▶ **Page extract**:
The Guardian Talks with Barclay Crenshaw on Diving Back into Hiphop

March 28, 2017

in Clients

Blood is running down a guy’s arm. He shoves his way across the patio of the Airliner in Los Angeles, a soggy cocktail napkin blooming red under his nose, and bumps into a girl bending over the ledge with a cigarette dangling off her lip. Another girl hands out Jell-O shots to her friends. There are always too many people at Low End Theory, the weekly, world-renowned Wednesday night gathering where beat devotees come to bob their heads and get their minds blown by producers, DJs and rappers. But on this frigid, winter evening, the club is swollen more than normal, and with lots of newbies. They’re here to see one of their favorite house producers, Claude VonStroke.
Claude VonStroke’s favourite tracks.

There is only one problem. Claude VonStroke isn’t taking the stage; Barclay Crenshaw is. “I actually forgot to do the thing I was supposed to do in the beginning. I said I was gonna do hip-hop, but then I got really good at house,” says Crenshaw, the man behind the VonStroke moniker. Possessing a lovable teddy bear vibe, he sports a bushy beard and an infectious grin. Tonight, in honor of debuting the first hip-hop album he recorded, which is self-titled, he’s dressed in a custom-made, khaki safari-style short suit with Hunter S Thompson spectacles. “I’m definitely more nervous about this project because I’ve never done it before. But the first tapes I bought were rap tapes and when I started making music at 11, it was with two jamboxes – tape splicing, rapping, beatboxing.”

▶ **Task to complete**: Write the next part of the article about Barclay Crenshaw's return to hip-hop, starting after its final sentence. The records that follow are unrelated material and do not belong to the article.

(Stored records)
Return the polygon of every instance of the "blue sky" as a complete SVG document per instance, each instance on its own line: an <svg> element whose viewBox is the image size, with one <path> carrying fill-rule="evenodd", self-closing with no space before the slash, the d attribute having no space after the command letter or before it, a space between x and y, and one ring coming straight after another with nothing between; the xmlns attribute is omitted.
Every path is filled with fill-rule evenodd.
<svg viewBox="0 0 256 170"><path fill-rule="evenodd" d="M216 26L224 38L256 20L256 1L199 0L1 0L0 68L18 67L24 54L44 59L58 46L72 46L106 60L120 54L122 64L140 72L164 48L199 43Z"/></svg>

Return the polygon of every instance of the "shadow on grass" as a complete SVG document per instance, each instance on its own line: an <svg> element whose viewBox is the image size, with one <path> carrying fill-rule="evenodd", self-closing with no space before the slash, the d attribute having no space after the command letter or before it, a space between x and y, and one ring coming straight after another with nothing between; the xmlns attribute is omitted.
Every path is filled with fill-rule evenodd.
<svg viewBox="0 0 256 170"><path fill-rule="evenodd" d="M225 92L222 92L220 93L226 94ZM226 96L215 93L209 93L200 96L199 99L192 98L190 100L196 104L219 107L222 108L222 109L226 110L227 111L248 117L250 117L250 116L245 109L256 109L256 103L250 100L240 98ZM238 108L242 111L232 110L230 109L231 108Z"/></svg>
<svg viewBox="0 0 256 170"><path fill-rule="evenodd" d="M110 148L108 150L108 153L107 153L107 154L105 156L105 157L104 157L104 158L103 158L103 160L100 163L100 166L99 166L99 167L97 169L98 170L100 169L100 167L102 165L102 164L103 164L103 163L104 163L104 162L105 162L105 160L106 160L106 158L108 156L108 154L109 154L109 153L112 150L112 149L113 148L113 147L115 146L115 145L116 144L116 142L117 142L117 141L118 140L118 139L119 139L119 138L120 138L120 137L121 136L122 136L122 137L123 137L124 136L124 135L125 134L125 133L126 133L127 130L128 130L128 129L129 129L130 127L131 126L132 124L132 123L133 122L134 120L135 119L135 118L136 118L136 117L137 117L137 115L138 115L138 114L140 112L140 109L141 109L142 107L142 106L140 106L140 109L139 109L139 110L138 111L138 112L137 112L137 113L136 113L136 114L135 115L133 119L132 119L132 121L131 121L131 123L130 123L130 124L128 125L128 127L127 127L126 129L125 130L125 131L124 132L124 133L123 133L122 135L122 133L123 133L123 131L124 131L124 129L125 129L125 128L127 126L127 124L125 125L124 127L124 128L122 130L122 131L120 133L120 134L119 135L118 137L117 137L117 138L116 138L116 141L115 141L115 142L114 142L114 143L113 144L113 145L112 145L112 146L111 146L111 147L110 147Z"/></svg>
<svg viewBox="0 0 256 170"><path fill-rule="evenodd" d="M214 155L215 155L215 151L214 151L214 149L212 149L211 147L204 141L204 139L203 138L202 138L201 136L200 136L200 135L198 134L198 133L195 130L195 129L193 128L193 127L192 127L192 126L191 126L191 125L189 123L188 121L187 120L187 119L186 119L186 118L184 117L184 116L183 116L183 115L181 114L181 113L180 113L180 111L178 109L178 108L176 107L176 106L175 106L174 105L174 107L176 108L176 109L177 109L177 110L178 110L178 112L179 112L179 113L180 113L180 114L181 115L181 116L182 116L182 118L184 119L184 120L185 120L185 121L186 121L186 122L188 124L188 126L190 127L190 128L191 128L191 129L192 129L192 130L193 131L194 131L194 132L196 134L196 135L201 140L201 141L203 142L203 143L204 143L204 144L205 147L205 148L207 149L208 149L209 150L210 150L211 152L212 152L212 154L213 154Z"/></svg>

▶ **Expected answer**:
Turning his back on house music even temporarily could be unwise. After all, that’s the genre Crenshaw built his small but admirable empire on. Starting with the launch of his Dirtybird label in 2005 and release of his debut Beware of the Bird a year later, he has now dropped two other full-length albums, played festivals all over the world (and, with Holy Ship, on water) and thrown his label’s own Campout Festival as well as BBQ parties that draw over 3,000 attendees. Last year, he won America’s Best DJ in a DJ Times annual poll, seeing off EDMers such as the Chainsmokers and Kaskade.